____ Given passage

The Essays

"The Worst Halloween Ever"

My cousin was born on Halloween, so every year we would all congregate at her house to have ice cream and cake before we went out trick or treating in our costumes all over her neighborhood. Most years we had homemade costumes that had taken our mothers weeks to prepare. Back then store-bought was only for "rich" kids.

Some of us cousins lived outside the city and came in to party "in town." By the time we finished with the party, there might be 20 or so kids ready to hit the streets. Our group consisted of siblings, cousins, friends and neighborhood kids. We traveled far and wide, up and down the streets. We used pillow cases for treat bags and never got back before 10 PM.

There was one stop on the way that gave us great pleasure. The man of the house would come to the door and invite us all in to the living room where his wife was propped up on pillows in a big old hospital type bed passing out candy. She was ill, but derived great happiness from seeing all of us in our costumes. She was very generous and made a great fuss over our costumes, no matter how homemade or store-bought they might be.

________
____ Dataset content

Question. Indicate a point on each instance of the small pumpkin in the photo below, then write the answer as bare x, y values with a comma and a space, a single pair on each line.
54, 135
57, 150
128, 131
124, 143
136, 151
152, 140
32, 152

________

Work instruction A »
Answer these questions from the Halloween essay:
(i) What did the children use as treat bags?
(ii) About how many kids might be ready to go out once the party ended?
(iii) Where was the wife when she passed out candy at the one special stop?
Work instruction B » Continue the Halloween essay from where it stops.
You can set the records aside because they play no part in the tasks.

Written reply A »
(i) Pillow cases.
(ii) About 20.
(iii) She was in the living room, propped up on pillows in a big old hospital type bed.

Written reply B »
A few doors down from this home was another house. The man who lived there was not so nice. He would ask every child where they lived. If you did not live in the neighborhood, he wouldn't give you any candy. I thought he was the meanest man in the world. Every year he asked me where I lived, and I told him Custer Park, not Bradley, where my cousins lived; and every year he held back giving me candy.

After a few years of this we went trick or treating as usual, but when we came to the house where the ill woman lived, her husband came to the door and started to pass out candy. We were all surprised. I asked him why we couldn't go see his wife, like we always did. His eyes misted over and he told us she had passed away. We were really sad.

But being children we went on to the rest of the houses. When we got to the mean man's house, he asked again where we lived. My cousins told him they lived on Kennedy Dr, and my sister and brother said the same thing. I just looked at him and said Custer Park. "No candy for you," he said.

I told him he could keep his rotten old candy anyway. Then I started to cry. Not for lost candy but for the wonderful lady who invited stray children in to give her some happiness, and us too. For the husband now left without his wife.

It was a very sad Halloween. It's been over 40 years, and I can still remember the woman, whose name I never knew, laughing at a ragtag bunch of children all screaming Trick or Treat, and she generously obliging each and everyone.